(Referring expression data)
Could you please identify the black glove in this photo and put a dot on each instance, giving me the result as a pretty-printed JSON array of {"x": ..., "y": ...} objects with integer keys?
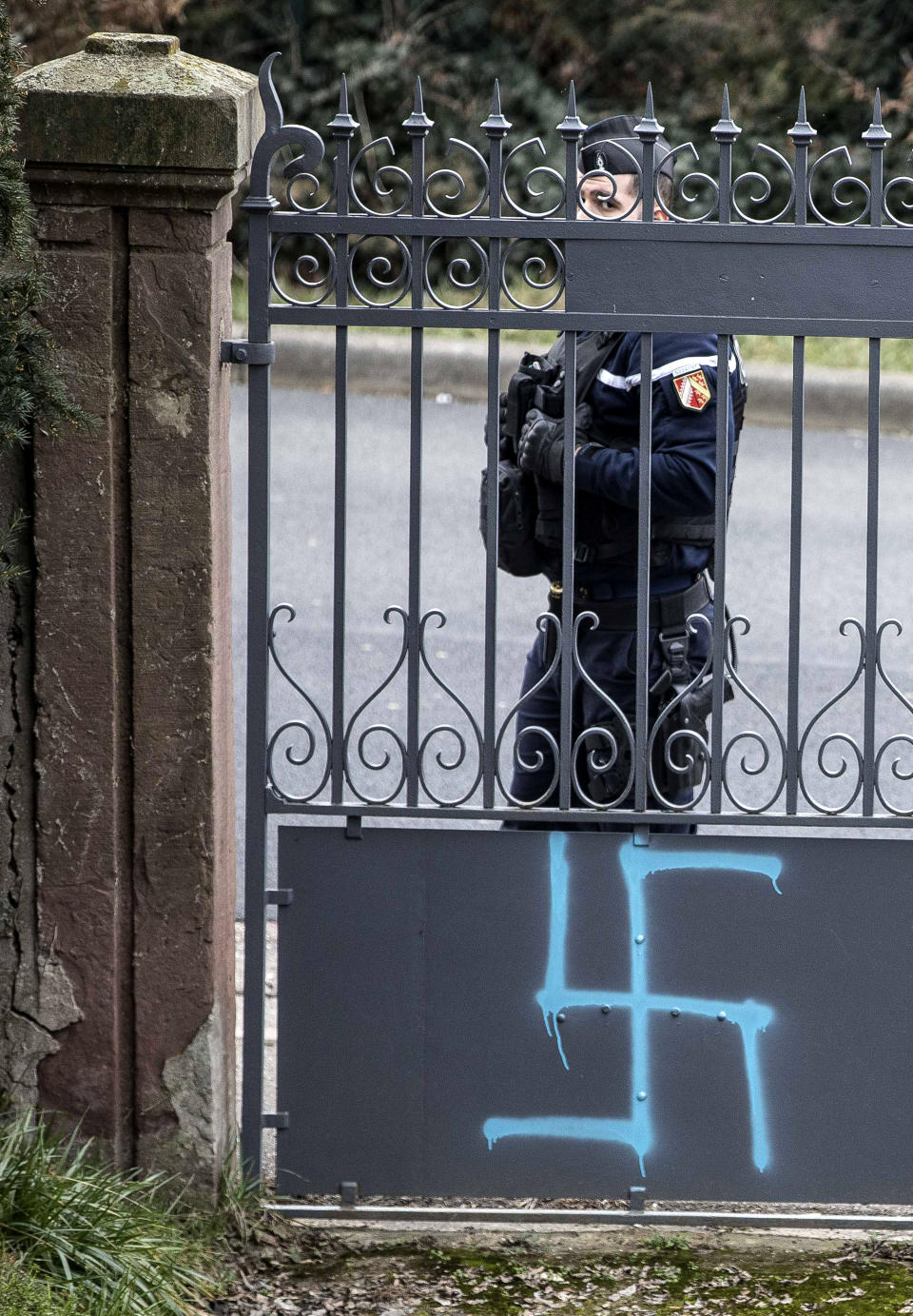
[{"x": 541, "y": 447}]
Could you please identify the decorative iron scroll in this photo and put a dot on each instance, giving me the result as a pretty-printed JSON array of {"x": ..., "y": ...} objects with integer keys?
[
  {"x": 378, "y": 185},
  {"x": 487, "y": 227}
]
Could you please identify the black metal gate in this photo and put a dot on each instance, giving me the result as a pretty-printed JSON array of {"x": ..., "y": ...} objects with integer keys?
[{"x": 433, "y": 985}]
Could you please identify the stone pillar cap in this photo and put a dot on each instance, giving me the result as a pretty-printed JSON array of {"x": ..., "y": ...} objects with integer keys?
[{"x": 137, "y": 100}]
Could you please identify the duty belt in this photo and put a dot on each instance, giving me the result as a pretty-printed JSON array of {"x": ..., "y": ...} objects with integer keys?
[{"x": 666, "y": 612}]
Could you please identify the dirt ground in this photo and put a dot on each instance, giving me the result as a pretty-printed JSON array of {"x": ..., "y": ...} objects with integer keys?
[{"x": 288, "y": 1268}]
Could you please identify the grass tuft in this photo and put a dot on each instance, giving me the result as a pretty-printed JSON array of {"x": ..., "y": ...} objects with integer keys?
[{"x": 95, "y": 1234}]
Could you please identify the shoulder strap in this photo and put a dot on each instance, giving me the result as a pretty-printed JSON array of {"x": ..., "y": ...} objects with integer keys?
[{"x": 592, "y": 354}]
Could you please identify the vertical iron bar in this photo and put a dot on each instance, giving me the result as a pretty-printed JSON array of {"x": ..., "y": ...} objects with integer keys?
[
  {"x": 803, "y": 134},
  {"x": 567, "y": 573},
  {"x": 871, "y": 577},
  {"x": 258, "y": 677},
  {"x": 496, "y": 127},
  {"x": 572, "y": 129},
  {"x": 418, "y": 126},
  {"x": 795, "y": 570},
  {"x": 721, "y": 501},
  {"x": 342, "y": 129},
  {"x": 644, "y": 529},
  {"x": 649, "y": 129},
  {"x": 875, "y": 137}
]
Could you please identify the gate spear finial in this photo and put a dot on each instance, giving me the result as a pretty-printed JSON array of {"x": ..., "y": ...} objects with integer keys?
[
  {"x": 343, "y": 121},
  {"x": 418, "y": 123},
  {"x": 802, "y": 131},
  {"x": 572, "y": 124},
  {"x": 876, "y": 134},
  {"x": 727, "y": 129},
  {"x": 496, "y": 126}
]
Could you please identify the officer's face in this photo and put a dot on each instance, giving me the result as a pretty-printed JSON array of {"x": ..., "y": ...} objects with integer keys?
[{"x": 607, "y": 203}]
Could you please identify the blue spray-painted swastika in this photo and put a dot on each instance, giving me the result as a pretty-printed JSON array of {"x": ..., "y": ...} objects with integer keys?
[{"x": 748, "y": 1016}]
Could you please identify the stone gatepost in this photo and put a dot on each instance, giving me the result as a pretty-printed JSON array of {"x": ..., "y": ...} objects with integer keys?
[{"x": 133, "y": 151}]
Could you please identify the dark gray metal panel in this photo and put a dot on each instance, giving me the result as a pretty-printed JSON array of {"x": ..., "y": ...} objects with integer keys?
[
  {"x": 750, "y": 278},
  {"x": 411, "y": 1031},
  {"x": 352, "y": 1014}
]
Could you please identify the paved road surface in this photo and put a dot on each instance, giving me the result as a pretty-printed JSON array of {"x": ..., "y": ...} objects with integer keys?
[{"x": 453, "y": 566}]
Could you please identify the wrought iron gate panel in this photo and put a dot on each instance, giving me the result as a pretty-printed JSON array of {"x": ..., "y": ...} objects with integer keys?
[{"x": 785, "y": 260}]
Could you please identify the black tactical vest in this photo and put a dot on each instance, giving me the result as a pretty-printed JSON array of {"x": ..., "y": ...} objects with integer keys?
[{"x": 604, "y": 531}]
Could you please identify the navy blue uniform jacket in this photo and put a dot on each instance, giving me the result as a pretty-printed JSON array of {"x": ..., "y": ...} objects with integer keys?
[{"x": 685, "y": 446}]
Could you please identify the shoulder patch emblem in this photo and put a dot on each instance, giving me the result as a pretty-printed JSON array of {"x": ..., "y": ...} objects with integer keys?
[{"x": 692, "y": 388}]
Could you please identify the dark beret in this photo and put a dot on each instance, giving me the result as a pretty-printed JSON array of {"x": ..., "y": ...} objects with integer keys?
[{"x": 600, "y": 147}]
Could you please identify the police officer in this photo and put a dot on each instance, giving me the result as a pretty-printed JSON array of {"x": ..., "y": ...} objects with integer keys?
[{"x": 686, "y": 394}]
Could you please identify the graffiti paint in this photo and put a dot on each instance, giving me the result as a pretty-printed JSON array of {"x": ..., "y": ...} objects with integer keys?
[{"x": 555, "y": 996}]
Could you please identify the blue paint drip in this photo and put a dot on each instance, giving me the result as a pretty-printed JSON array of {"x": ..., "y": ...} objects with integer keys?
[{"x": 748, "y": 1016}]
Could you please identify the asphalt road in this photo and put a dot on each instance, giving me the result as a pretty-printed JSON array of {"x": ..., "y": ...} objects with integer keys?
[{"x": 453, "y": 580}]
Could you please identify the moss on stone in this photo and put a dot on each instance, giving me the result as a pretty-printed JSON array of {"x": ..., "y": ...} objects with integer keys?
[{"x": 136, "y": 100}]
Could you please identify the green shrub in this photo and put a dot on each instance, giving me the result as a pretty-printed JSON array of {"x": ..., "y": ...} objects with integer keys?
[{"x": 25, "y": 1294}]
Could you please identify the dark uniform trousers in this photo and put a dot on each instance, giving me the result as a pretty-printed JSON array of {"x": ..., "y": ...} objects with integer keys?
[{"x": 610, "y": 659}]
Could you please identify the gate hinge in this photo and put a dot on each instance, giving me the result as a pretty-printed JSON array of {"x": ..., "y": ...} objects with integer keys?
[
  {"x": 239, "y": 351},
  {"x": 279, "y": 895},
  {"x": 275, "y": 1120}
]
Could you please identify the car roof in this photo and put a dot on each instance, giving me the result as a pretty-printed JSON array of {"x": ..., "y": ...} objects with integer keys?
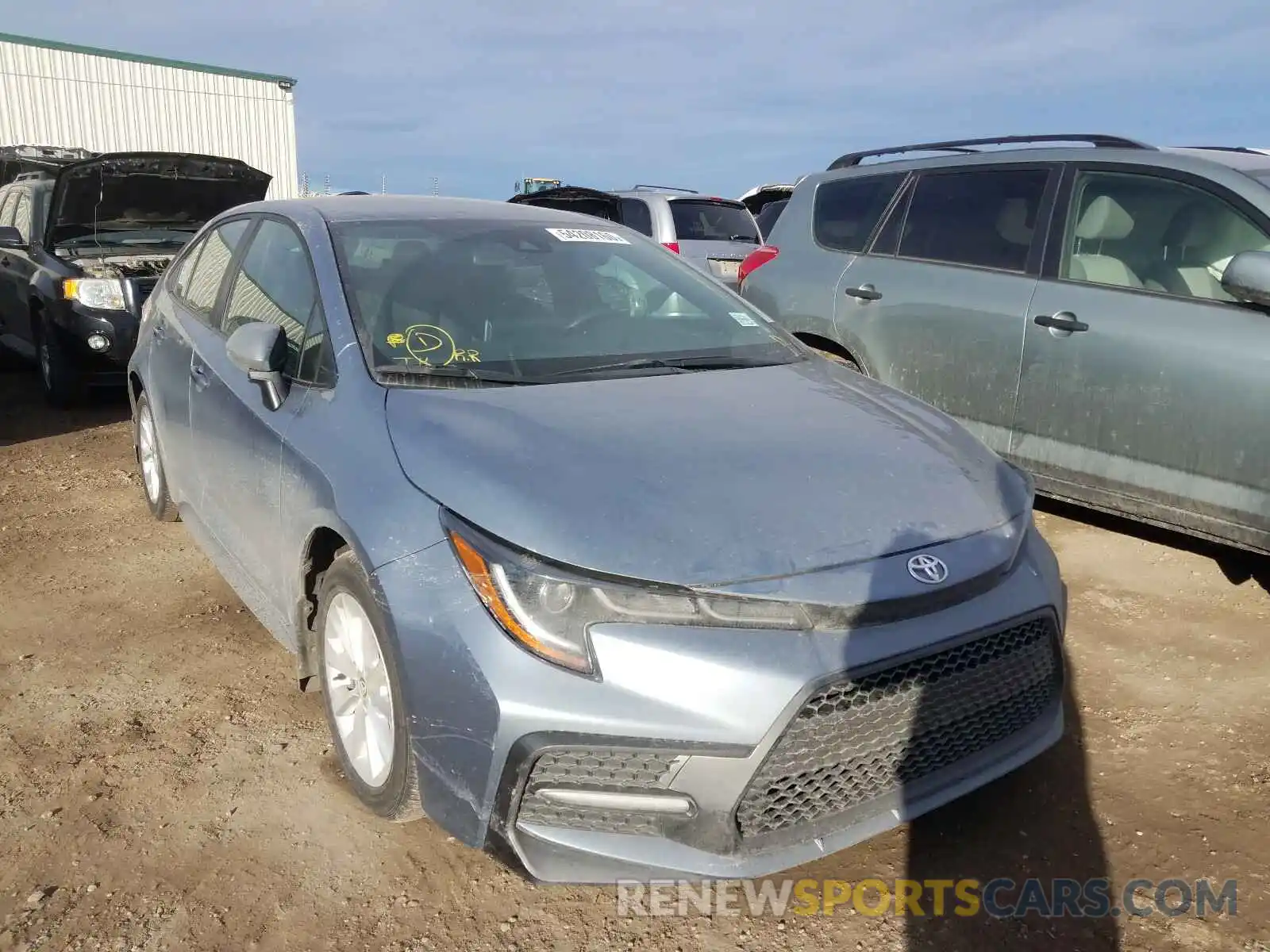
[
  {"x": 337, "y": 209},
  {"x": 1183, "y": 159}
]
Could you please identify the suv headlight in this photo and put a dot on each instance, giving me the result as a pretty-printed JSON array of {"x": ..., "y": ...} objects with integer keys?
[
  {"x": 98, "y": 294},
  {"x": 548, "y": 609}
]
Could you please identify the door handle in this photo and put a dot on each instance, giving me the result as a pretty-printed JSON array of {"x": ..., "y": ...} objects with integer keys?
[
  {"x": 865, "y": 292},
  {"x": 1064, "y": 321}
]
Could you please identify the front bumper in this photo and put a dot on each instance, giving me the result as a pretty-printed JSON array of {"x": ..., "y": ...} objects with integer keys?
[
  {"x": 730, "y": 754},
  {"x": 120, "y": 328}
]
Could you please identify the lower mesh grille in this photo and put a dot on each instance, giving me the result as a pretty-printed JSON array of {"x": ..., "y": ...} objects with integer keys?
[
  {"x": 861, "y": 739},
  {"x": 595, "y": 768}
]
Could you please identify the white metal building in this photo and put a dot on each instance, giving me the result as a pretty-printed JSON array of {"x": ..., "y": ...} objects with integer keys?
[{"x": 60, "y": 94}]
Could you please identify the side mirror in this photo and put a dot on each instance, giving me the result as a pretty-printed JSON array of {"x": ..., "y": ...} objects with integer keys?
[
  {"x": 10, "y": 238},
  {"x": 1248, "y": 278},
  {"x": 260, "y": 349}
]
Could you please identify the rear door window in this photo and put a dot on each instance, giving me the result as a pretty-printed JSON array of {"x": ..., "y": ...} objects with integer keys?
[
  {"x": 637, "y": 215},
  {"x": 711, "y": 220},
  {"x": 846, "y": 211},
  {"x": 979, "y": 217}
]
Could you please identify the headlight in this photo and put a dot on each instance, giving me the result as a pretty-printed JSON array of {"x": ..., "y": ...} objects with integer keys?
[
  {"x": 549, "y": 609},
  {"x": 98, "y": 294}
]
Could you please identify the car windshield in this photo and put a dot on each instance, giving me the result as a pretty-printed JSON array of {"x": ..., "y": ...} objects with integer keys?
[
  {"x": 711, "y": 220},
  {"x": 495, "y": 301}
]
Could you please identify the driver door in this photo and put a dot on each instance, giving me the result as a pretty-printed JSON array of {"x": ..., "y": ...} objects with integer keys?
[{"x": 230, "y": 423}]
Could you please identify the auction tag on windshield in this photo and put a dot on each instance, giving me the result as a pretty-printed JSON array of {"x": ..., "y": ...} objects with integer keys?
[{"x": 605, "y": 238}]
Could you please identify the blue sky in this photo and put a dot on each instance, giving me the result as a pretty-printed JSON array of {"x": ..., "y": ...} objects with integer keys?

» **Exercise description**: The answer consists solely of the lines from the one containing "Could you please identify the driver" through the last line of the data above, reproduced exactly.

» **Answer section**:
Could you please identify the driver door in this photo and put a dot on each instance, giving me the result as a pretty-printed JSON array of {"x": ..., "y": ...} objects with integer keys?
[{"x": 230, "y": 423}]
Could you please identify the auction tag on windshield in this photo and put a dot on each instance, giving me the result as a pretty-printed JSON array of {"x": ..., "y": ...} objects with integer keys?
[{"x": 605, "y": 238}]
Could you please identify the blue sky in this photo and put a dot on each instance, giving me the result as a pretty-printed JSON array of {"x": ..., "y": ...} objects with integer keys?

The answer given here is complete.